▶ **Work to complete**: Copy every one of the rows below, requests included, and add 140 to each number in the answer pixel coordinates. Leave the pictures out.

▽

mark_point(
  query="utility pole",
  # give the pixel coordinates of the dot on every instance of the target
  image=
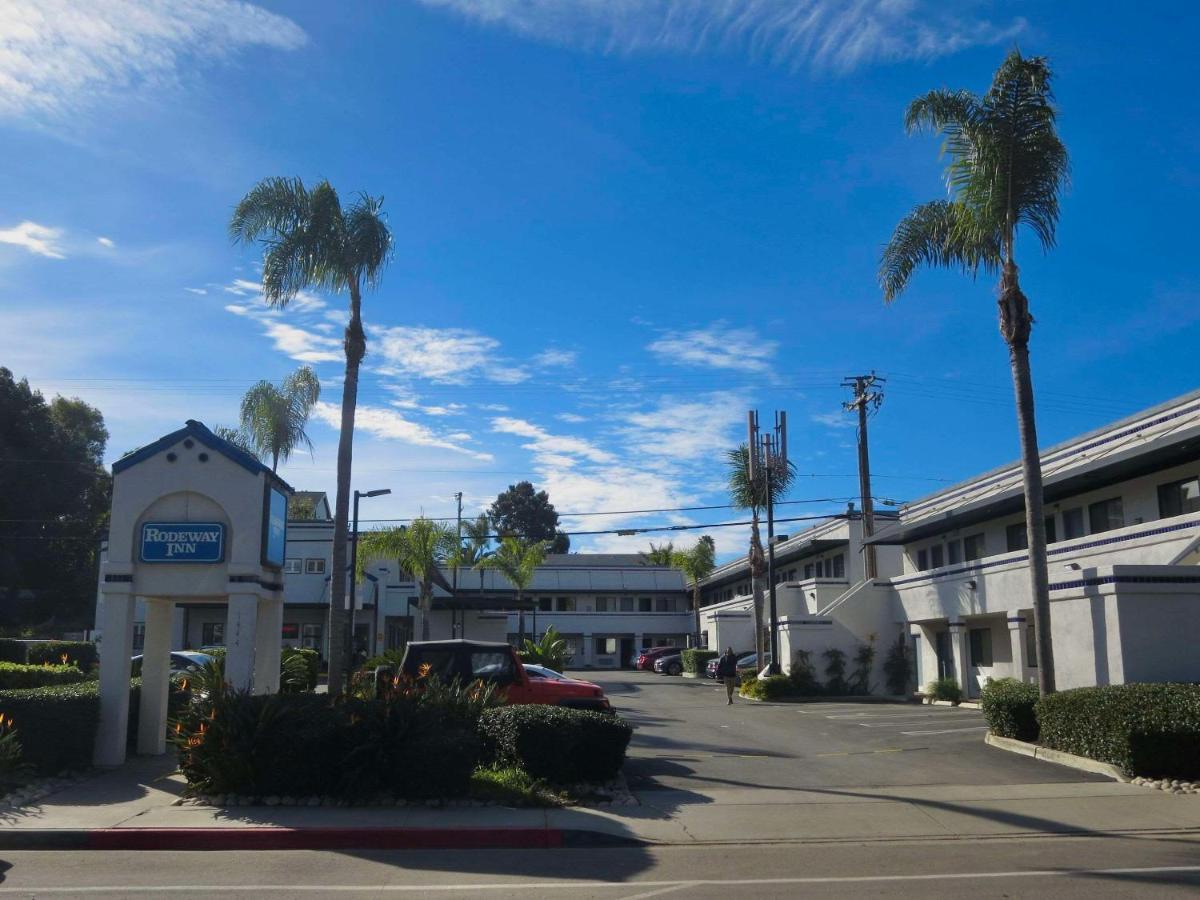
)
(865, 395)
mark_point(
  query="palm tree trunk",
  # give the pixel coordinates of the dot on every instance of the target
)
(355, 348)
(1015, 324)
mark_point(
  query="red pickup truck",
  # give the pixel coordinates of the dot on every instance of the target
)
(497, 664)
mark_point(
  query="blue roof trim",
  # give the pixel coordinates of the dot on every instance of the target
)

△

▶ **Completed exercise**:
mark_point(
  query="utility pole",
  # give the pixel coordinates of the dot on every instance of the target
  image=
)
(1005, 535)
mark_point(
  query="palm tree trunk",
  # give the pixel coordinates of the dot on every instance of the target
)
(495, 488)
(1155, 464)
mark_point(
  query="red pickup truck",
  # give the pixel coordinates of the dot on every instance of the target
)
(637, 804)
mark_point(
  query="blue roof trim",
  # give the pixel coordinates of the dot on every instance of the target
)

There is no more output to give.